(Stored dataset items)

┄┄┄┄┄┄┄┄┄┄┄┄┄┄┄┄┄┄┄┄

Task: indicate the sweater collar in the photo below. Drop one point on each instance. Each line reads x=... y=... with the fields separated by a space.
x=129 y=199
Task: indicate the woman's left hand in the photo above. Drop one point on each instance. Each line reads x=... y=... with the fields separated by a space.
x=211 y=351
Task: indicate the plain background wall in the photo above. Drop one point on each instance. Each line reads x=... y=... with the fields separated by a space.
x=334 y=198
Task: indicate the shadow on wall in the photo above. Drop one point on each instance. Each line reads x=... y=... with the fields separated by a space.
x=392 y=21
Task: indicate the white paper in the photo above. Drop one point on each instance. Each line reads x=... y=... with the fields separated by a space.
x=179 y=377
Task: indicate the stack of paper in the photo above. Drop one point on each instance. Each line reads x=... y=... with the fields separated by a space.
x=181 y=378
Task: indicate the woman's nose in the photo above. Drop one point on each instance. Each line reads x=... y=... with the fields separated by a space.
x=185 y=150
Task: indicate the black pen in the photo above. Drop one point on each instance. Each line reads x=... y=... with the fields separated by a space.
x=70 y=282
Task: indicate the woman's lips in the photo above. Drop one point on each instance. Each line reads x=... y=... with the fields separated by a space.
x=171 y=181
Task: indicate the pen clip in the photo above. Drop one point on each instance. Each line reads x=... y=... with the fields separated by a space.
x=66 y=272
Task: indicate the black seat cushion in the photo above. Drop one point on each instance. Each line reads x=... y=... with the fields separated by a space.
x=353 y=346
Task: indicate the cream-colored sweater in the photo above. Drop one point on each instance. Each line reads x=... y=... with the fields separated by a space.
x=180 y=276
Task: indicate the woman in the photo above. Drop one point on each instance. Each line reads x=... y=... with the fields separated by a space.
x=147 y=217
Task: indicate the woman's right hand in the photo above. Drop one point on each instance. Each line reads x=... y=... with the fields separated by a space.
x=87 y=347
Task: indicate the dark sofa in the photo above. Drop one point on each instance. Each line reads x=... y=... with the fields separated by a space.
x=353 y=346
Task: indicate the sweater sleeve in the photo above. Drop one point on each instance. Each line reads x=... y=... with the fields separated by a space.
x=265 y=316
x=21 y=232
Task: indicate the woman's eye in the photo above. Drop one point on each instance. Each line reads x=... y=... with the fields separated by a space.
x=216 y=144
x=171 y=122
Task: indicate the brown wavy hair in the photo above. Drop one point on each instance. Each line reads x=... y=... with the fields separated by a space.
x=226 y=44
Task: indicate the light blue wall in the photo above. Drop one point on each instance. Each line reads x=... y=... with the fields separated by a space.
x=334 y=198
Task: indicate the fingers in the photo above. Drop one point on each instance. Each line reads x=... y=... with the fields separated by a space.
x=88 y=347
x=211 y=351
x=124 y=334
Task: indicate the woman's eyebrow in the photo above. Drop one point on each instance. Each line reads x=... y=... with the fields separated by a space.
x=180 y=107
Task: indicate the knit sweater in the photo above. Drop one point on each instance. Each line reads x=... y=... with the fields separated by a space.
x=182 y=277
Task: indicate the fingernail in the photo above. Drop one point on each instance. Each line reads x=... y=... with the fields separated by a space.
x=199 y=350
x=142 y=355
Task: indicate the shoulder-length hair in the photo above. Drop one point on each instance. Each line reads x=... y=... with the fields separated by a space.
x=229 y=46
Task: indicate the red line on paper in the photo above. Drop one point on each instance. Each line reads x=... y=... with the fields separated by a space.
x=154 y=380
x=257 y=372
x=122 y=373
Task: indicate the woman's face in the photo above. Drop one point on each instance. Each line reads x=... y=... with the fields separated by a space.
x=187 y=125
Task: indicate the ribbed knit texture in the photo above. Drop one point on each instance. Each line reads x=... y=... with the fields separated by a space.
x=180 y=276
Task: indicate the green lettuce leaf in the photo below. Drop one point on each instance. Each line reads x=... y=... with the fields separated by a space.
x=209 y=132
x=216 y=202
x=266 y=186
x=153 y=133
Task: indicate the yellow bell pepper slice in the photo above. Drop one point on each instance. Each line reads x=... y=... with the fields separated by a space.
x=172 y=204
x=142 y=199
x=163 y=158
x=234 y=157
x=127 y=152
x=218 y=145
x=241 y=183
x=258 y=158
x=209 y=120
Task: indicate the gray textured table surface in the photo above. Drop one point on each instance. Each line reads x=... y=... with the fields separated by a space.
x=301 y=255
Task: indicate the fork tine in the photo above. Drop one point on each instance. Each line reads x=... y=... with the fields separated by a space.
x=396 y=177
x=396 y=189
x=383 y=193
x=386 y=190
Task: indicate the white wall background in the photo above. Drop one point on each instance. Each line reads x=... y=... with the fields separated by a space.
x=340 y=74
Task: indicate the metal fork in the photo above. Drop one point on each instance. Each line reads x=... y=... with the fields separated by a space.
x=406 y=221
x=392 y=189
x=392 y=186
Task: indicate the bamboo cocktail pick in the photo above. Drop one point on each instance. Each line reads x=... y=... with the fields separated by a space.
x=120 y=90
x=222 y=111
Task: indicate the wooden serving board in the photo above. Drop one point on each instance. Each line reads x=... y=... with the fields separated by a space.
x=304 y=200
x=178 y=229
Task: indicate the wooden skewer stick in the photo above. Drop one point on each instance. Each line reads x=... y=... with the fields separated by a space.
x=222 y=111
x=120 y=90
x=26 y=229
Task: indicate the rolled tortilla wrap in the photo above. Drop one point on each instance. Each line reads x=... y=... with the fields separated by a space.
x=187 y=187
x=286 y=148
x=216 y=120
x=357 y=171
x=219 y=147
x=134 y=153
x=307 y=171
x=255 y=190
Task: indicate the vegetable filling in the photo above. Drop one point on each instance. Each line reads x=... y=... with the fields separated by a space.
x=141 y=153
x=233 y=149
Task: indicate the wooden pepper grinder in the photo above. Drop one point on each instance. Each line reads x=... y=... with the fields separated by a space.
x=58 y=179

┄┄┄┄┄┄┄┄┄┄┄┄┄┄┄┄┄┄┄┄

Turn every line of the entries above into a numbered list, leaving out any blank lines.

1. Task: indicate the sweater collar in the photo below. Drop one point on each instance. Each line reads x=... y=... with the fields separated by a space.
2. x=129 y=199
3. Task: indicate the woman's left hand in the photo above. Drop one point on each instance. Each line reads x=... y=... with the fields separated by a space.
4. x=211 y=351
5. Task: indicate the plain background wall in the photo above. Drop one point on each instance. Each line reads x=... y=... with the fields separated by a space.
6. x=334 y=198
7. Task: indicate the shadow on wall in the photo above. Drop one point on each instance. Each line reads x=... y=... with the fields separated by a space.
8. x=392 y=21
9. Task: indicate the white paper in the photo above. Drop one point on each instance. Each line reads x=... y=... with the fields separated by a space.
10. x=179 y=377
11. Task: indicate the stack of paper in the photo above. Drop one point on each instance. Each line reads x=... y=... with the fields separated by a space.
12. x=181 y=378
13. Task: indicate the woman's nose in the photo above. Drop one point on each instance. Each line reads x=... y=... with the fields separated by a space.
14. x=185 y=150
15. Task: indicate the black pen in the photo above. Drop one point on each instance. Each line reads x=... y=... with the fields separated by a space.
16. x=70 y=282
17. Task: indicate the woman's lips in the photo above. Drop one point on each instance. Each line reads x=... y=... with the fields separated by a space.
18. x=171 y=181
19. Task: indicate the pen clip in the photo above. Drop one point on each instance. Each line reads x=... y=... with the fields separated by a space.
20. x=66 y=272
21. Task: indicate the black seat cushion in the photo above. Drop one point on each instance. Each line reads x=... y=... with the fields separated by a space.
22. x=353 y=346
23. Task: indicate the cream-colored sweater in the photo above. Drop one point on each instance. Each line reads x=... y=... with the fields separated by a space.
24. x=180 y=276
25. Task: indicate the woman in the photo above. Drop one point on each instance. Each line reads x=... y=... with the fields separated by a space.
26. x=147 y=217
27. Task: indicate the woman's right hand in the photo above. Drop one point on each instance. Each line reads x=... y=... with the fields separated by a space.
28. x=87 y=347
29. Task: indicate the dark sofa in the photo above. Drop one point on each instance. Each line reads x=... y=... with the fields separated by a space.
30. x=353 y=346
31. Task: indicate the sweater sleeve in the photo above. Drop one point on each instance. Each line reads x=... y=... with the fields separated by a space.
32. x=265 y=316
33. x=21 y=232
34. Task: indicate the woman's eye in the photo above. Drop one point on each instance. Each line reads x=... y=... with the fields separated by a space.
35. x=216 y=144
36. x=171 y=122
37. Task: indicate the brown wavy hair in the photo above. Drop one point on each instance. Each line reads x=... y=... with the fields separated by a space.
38. x=226 y=44
39. Task: indicate the light blue wall in the photo above. Drop one point on each instance. Each line reads x=... y=... with the fields separated by a space.
40. x=334 y=198
41. Task: indicate the fingers in the photo above. Drop one point on each instance. Each line reads x=... y=... with the fields separated by a space.
42. x=88 y=347
43. x=211 y=351
44. x=124 y=334
45. Task: indicate the woman's eyebrow in the photo above. Drop one point on each instance. Each line reads x=... y=... with the fields separated by a space.
46. x=180 y=107
47. Task: indicate the knit sweater in the photo above. Drop one point on each instance. Each line reads x=... y=... with the fields separated by a space.
48. x=182 y=277
49. Task: indicate the fingernail in the photo above. Drop one point on each instance. Each line reads x=... y=... with the fields separated by a space.
50. x=199 y=350
51. x=142 y=355
52. Task: indicate the shoulder-length hair in the photo above. Drop one point on each instance. Each line reads x=... y=... with the fields separated by a space.
53. x=229 y=46
54. Task: indicate the red line on paper in the photo above. Drop one point on each instance. Each line reads x=... y=... with the fields separated by a space.
55. x=154 y=380
56. x=257 y=372
57. x=122 y=373
58. Task: indicate the woman's face in the photo above. Drop one point on each instance. Each line reads x=... y=... with the fields separated by a space.
59. x=187 y=125
60. Task: indicate the ribbed knit texture in the photo above. Drop one point on each instance. Each line reads x=... y=... with the fields separated by a space.
61. x=180 y=276
62. Task: indicate the green lettuce leaf in the photo below. Drop one point on each instance. Each line reads x=... y=... with the fields separated by a space.
63. x=209 y=132
64. x=216 y=202
65. x=266 y=186
66. x=153 y=133
67. Task: indicate the yellow bell pepper slice in the photo above. Drop one point on each instance. Each line reads x=... y=... with the fields separated by a space.
68. x=172 y=204
69. x=142 y=199
70. x=163 y=158
71. x=234 y=157
72. x=127 y=152
73. x=218 y=145
74. x=241 y=183
75. x=258 y=158
76. x=209 y=120
77. Task: indicate the gray textured table surface in the photo above. Drop one point on each instance. Each line reads x=... y=... with the fields separated by a space.
78. x=301 y=255
79. Task: indicate the fork tine in the photo above. Drop one point on each instance. Each line reads x=... y=... with the fields separated by a space.
80. x=396 y=177
81. x=396 y=189
82. x=383 y=193
83. x=386 y=190
84. Task: indicate the white wall background in the photo above. Drop one point on each instance. Each line reads x=... y=... with the fields separated by a space.
85. x=340 y=74
86. Task: indicate the metal fork in the photo above. Drop one point on each instance. Each line reads x=... y=... with the fields separated by a space.
87. x=406 y=221
88. x=392 y=189
89. x=392 y=186
90. Task: indicate the bamboo cocktail pick in the photo above. Drop one point on each instance. Each line reads x=... y=... with the fields separated by a space.
91. x=120 y=90
92. x=222 y=111
93. Task: indicate the wooden serving board in the photo above. Drop one point on each instance. Each line reads x=... y=... with the fields separated by a space.
94. x=304 y=200
95. x=178 y=229
96. Task: indicate the wooden skewer stick in the photo above. Drop one point on each instance. Each line reads x=... y=... with the fields separated by a space.
97. x=222 y=111
98. x=120 y=90
99. x=26 y=229
100. Task: indicate the rolled tortilla wrap in the photo above. Drop one point on each instance. Each line reads x=... y=... with the fields separated by a space.
101. x=187 y=187
102. x=286 y=148
103. x=216 y=120
104. x=357 y=171
105. x=219 y=147
106. x=134 y=153
107. x=307 y=171
108. x=255 y=190
109. Task: indicate the vegetable filling in the photo above. Drop one point on each instance. Each line reads x=... y=... with the fields separated by a space.
110. x=141 y=153
111. x=233 y=149
112. Task: indicate the wooden pepper grinder in the photo above. Drop one point on each instance. Each line reads x=... y=... with the fields separated by a space.
113. x=58 y=179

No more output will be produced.